_Extract_.
Theater Audiences Shrank by Half in the Last 4 Years. Can Movies Get Them Back?
The 2022 box office reflects more than a revenue problem; it has a butts-in-seats problem.
“Avatar: The Way of Water” (Disney) was a magnificent way to end the year, and to begin a new one. Since its December 18, 2022 release it’s grossed $465 million in U.S./Canada. It could overtake “Top Gun: Maverick” (Paramount) as the top 2022 domestic release, which grossed $719 million. It’s certain to become the biggest worldwide grosser since Covid began decimating the theatrical business nearly three years ago.
But “The Way of Water” doesn’t change the current reality any more than “Maverick” did, which is this: In the last four years, theatrical attendance has declined by about 50 percent.
Box office for 2022 ended a little under $7.4 billion domestic, with $26 billion worldwide. That fell far short of the year’s weakest projections, a consensus first stated in December 2021 by financial analyst Gower Street and repeated widely in the media: $9.2 billion domestic and $33.2 billion worldwide. Last March during a quarterly financial call, AMC Theatres CEO Adam Aron said “We are quite bullish that for the full calendar year of 2022 the industry box office could be nearly double that of 2021″ — that is, about $8.8 billion domestic. On those bases, we have shortfall of somewhere between 20 and 25 percent.

_Set of tasks_.
[a] In the article on theater attendance, roughly how much did the 2022 domestic box office total?
[b] Please write out the passage of the article on theater attendance between "Theater Audiences Shrank" and "three years ago.", inclusive, word for word.

_Records shown_.

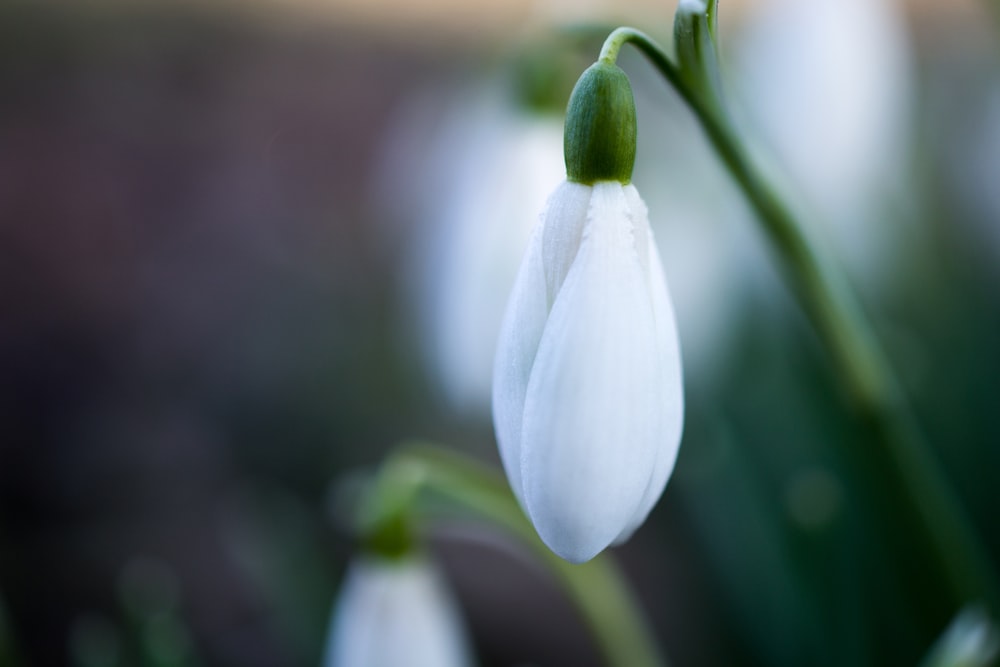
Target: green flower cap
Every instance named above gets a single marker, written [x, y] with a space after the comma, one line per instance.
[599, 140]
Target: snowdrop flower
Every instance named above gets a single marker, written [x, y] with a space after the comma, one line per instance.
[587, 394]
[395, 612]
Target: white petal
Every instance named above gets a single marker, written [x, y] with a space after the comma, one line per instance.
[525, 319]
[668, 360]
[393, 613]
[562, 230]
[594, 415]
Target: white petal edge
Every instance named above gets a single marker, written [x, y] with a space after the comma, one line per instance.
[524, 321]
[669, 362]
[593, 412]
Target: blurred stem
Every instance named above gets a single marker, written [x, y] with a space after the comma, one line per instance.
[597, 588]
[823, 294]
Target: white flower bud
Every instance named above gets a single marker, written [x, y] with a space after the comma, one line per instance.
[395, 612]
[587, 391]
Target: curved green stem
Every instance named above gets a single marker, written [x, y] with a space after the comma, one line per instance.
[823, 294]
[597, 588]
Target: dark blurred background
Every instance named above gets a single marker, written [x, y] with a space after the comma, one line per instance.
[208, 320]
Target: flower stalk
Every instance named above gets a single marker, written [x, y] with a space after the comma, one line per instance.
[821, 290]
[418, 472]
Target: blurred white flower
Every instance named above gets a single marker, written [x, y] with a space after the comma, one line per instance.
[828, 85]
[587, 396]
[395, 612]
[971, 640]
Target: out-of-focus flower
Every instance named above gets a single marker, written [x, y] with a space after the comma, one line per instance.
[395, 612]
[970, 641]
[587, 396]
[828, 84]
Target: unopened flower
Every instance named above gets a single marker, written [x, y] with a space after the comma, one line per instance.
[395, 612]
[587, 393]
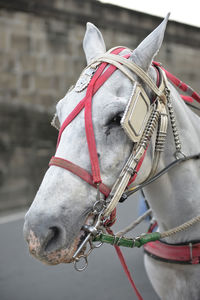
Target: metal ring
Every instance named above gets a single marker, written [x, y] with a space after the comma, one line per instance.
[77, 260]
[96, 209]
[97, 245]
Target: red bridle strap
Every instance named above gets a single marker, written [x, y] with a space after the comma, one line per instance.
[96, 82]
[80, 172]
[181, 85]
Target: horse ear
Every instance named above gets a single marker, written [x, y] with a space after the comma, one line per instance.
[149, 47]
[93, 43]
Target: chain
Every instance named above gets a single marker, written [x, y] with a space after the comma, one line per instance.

_Solutions to the exercise_.
[a] A little under $7.4 billion.

[b]
Theater Audiences Shrank by Half in the Last 4 Years. Can Movies Get Them Back?
The 2022 box office reflects more than a revenue problem; it has a butts-in-seats problem.
“Avatar: The Way of Water” (Disney) was a magnificent way to end the year, and to begin a new one. Since its December 18, 2022 release it’s grossed $465 million in U.S./Canada. It could overtake “Top Gun: Maverick” (Paramount) as the top 2022 domestic release, which grossed $719 million. It’s certain to become the biggest worldwide grosser since Covid began decimating the theatrical business nearly three years ago.